* Set task A:
In the quantum dot excerpt, what range is given for the molar ratio of the first ligand to the second ligand?
* Set task B:
Can you turn the paragraph of the quantum dot excerpt that begins "Examples of a Group III-V semiconductor compound" into a list that keeps its main facts?
* Set task C:
Transcribe the quantum dot excerpt from "Examples of a Group II-VI" to "HgZnSTe; or a combination thereof.".

--- Begin Excerpt provided ---

In an embodiment, a molar ratio of the first ligand to the second ligand may be in a range of about 0.3:1 to about 0.8:1. When the molar ratio of the first ligand to the second ligand is within this range, light resistance of the quantum dot complex may be improved.
In an embodiment, the quantum dot may have a core-shell structure that includes a core including a semiconductor compound and a shell including a semiconductor compound.
In an embodiment, the quantum dot may include: a Group II-VI semiconductor compound; a Group III-V semiconductor compound; a Group III-VI semiconductor compound; a Group I-III-VI semiconductor compound; a Group IV-VI semiconductor compound; a Group IV element or compound; or a combination thereof.
Examples of a Group II-VI semiconductor compound may include: a binary compound, such as CdS, CdSe, CdTe, ZnS, ZnSe, ZnTe, ZnO, HgS, HgSe, HgTe, MgSe, or MgS; a ternary compound, such as CdSeS, CdSeTe, CdSTe, ZnSeS, ZnSeTe, ZnSTe, HgSeS, HgSeTe, HgSTe, CdZnS, CdZnSe, CdZnTe, CdHgS, CdHgSe, CdHgTe, HgZnS, HgZnSe, HgZnTe, MgZnSe, or MgZnS; a quaternary compound, such as CdZnSeS, CdZnSeTe, CdZnSTe, CdHgSeS, CdHgSeTe, CdHgSTe, HgZnSeS, HgZnSeTe, or HgZnSTe; or a combination thereof.
Examples of a Group III-V semiconductor compound may include: a binary compound, such as GaN, GaP, GaAs, GaSb, AlN, AlP, AlAs, AlSb, InN, InP, InAs, InSb, and the like; a ternary compound, such as GaNP, GaNAs, GaNSb, GaPAs, GaPSb, AlNP, AlNAs, AlNSb, AlPAs, AlPSb, InGaP, InNP, InAlP, InNAs, InNSb, InPAs, InPSb, and the like; a quaternary compound, such as GaAlNP, GaAlNAs, GaAlNSb, GaAlPAs, GaAlPSb, GaInNP, GaInNAs, GaInNSb, GaInPAs, GaInPSb, InAlNP, InAlNAs, InAlNSb, InAlPAs, InAlPSb, and the like; or any combination thereof. In an embodiment, a Group III-V semiconductor compound may further include a Group II element. Examples of a Group III-V semiconductor compound further including a Group II element may include InZnP, InGaZnP, InAlZnP, etc.

--- End Excerpt provided ---
--- Begin Data section ---

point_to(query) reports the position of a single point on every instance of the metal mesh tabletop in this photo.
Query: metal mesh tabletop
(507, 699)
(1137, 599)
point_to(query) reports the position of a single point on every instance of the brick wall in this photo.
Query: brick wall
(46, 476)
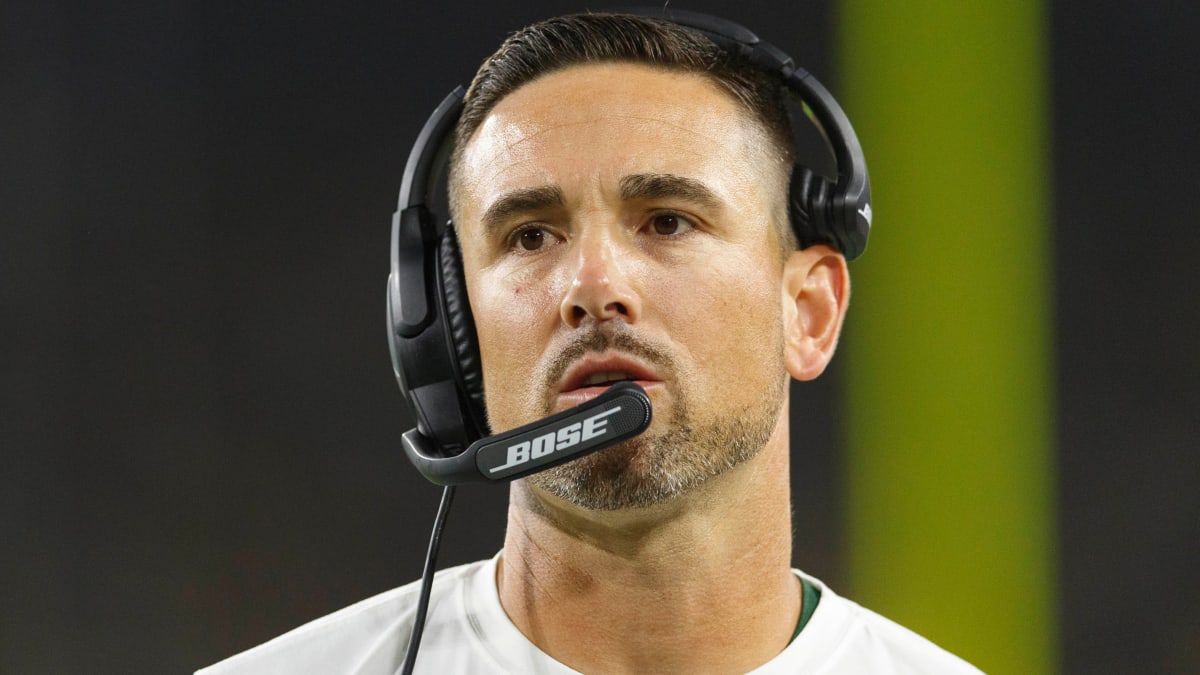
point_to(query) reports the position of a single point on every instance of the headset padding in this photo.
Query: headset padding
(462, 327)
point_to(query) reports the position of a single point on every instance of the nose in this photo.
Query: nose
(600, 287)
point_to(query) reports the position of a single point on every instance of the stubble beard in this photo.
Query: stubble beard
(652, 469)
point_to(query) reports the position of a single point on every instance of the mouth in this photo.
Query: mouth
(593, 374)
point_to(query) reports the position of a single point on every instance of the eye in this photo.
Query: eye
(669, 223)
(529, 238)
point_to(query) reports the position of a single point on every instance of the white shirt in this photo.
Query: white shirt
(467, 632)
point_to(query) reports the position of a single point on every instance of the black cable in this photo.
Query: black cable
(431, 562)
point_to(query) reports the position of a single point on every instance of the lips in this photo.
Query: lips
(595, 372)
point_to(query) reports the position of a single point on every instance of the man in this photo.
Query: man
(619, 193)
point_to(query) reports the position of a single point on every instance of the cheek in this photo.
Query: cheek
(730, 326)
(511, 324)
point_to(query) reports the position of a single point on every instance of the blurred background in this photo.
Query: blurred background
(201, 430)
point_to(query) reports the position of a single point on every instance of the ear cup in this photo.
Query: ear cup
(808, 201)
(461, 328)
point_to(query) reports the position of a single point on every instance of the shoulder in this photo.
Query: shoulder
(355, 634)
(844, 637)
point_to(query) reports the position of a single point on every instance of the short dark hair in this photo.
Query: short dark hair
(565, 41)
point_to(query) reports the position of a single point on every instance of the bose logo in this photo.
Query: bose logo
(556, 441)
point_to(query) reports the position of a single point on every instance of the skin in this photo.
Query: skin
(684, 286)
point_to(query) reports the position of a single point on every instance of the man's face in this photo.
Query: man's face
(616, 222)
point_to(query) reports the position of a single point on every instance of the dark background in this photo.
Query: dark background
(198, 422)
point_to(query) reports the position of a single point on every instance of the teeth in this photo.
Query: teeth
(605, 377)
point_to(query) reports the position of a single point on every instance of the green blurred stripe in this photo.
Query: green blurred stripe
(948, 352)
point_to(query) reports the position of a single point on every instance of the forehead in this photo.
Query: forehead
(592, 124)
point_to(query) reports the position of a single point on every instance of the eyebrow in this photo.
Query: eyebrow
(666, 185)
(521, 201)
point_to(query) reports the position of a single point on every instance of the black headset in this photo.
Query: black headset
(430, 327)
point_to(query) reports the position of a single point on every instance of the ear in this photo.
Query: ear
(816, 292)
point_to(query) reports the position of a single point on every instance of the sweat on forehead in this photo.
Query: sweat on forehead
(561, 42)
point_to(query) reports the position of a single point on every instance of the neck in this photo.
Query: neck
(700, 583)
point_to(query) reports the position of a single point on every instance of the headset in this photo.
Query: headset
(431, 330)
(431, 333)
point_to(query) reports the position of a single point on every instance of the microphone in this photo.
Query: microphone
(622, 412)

--- End Data section ---
--- Begin Data section ---

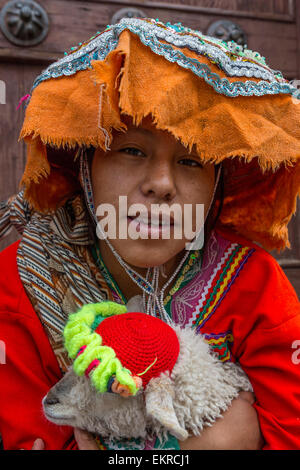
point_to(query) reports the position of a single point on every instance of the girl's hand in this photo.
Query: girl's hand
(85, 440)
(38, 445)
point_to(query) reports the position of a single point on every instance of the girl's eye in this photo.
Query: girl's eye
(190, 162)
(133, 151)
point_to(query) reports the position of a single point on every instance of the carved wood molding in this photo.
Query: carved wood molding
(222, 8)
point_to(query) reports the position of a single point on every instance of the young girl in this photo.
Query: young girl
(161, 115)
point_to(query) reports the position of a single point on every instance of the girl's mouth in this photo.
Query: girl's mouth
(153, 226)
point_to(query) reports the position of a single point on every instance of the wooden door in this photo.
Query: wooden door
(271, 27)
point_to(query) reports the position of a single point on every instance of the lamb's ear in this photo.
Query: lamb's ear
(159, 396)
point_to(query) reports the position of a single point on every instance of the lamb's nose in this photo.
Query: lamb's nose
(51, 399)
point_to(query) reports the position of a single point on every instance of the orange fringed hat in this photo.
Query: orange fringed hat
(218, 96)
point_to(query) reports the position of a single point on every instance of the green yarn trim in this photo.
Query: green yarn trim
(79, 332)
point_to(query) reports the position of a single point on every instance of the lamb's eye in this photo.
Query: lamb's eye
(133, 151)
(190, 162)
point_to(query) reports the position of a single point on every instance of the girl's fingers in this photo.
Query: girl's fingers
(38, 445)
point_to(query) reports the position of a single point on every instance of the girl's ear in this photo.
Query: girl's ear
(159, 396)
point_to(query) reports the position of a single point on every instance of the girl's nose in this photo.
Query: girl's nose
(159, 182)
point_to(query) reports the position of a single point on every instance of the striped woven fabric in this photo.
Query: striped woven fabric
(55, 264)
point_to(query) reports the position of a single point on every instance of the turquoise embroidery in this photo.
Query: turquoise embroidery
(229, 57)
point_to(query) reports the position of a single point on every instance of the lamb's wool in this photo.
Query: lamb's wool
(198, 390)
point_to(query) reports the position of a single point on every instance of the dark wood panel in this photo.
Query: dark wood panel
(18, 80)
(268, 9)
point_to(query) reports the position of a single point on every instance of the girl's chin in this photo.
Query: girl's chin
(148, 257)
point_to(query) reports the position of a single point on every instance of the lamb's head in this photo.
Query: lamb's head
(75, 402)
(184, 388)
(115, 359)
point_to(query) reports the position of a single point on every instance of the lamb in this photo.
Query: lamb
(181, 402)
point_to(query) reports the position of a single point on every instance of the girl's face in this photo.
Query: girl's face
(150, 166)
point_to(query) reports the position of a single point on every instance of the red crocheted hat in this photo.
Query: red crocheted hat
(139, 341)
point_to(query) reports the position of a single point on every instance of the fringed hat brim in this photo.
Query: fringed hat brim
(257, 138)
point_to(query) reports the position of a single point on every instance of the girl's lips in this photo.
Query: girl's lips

--- End Data section ---
--- Begin Data section ---

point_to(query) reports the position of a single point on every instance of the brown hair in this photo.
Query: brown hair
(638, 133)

--- End Data section ---

* Final answer A:
About 0.3:1 to about 0.8:1.

* Final answer B:
- Binary compounds: GaN, GaP, GaAs, GaSb, AlN, AlP, AlAs, AlSb, InN, InP, InAs, InSb, and the like
- Ternary compounds: GaNP, GaNAs, GaNSb, GaPAs, GaPSb, AlNP, AlNAs, AlNSb, AlPAs, AlPSb, InGaP, InNP, InAlP, InNAs, InNSb, InPAs, InPSb, and the like
- Quaternary compounds: GaAlNP, GaAlNAs, GaAlNSb, GaAlPAs, GaAlPSb, GaInNP, GaInNAs, GaInNSb, GaInPAs, GaInPSb, InAlNP, InAlNAs, InAlNSb, InAlPAs, InAlPSb, and the like
- Any combination of these
- In an embodiment, the compound may also include a Group II element. Examples are InZnP, InGaZnP, and InAlZnP.

* Final answer C:
Examples of a Group II-VI semiconductor compound may include: a binary compound, such as CdS, CdSe, CdTe, ZnS, ZnSe, ZnTe, ZnO, HgS, HgSe, HgTe, MgSe, or MgS; a ternary compound, such as CdSeS, CdSeTe, CdSTe, ZnSeS, ZnSeTe, ZnSTe, HgSeS, HgSeTe, HgSTe, CdZnS, CdZnSe, CdZnTe, CdHgS, CdHgSe, CdHgTe, HgZnS, HgZnSe, HgZnTe, MgZnSe, or MgZnS; a quaternary compound, such as CdZnSeS, CdZnSeTe, CdZnSTe, CdHgSeS, CdHgSeTe, CdHgSTe, HgZnSeS, HgZnSeTe, or HgZnSTe; or a combination thereof.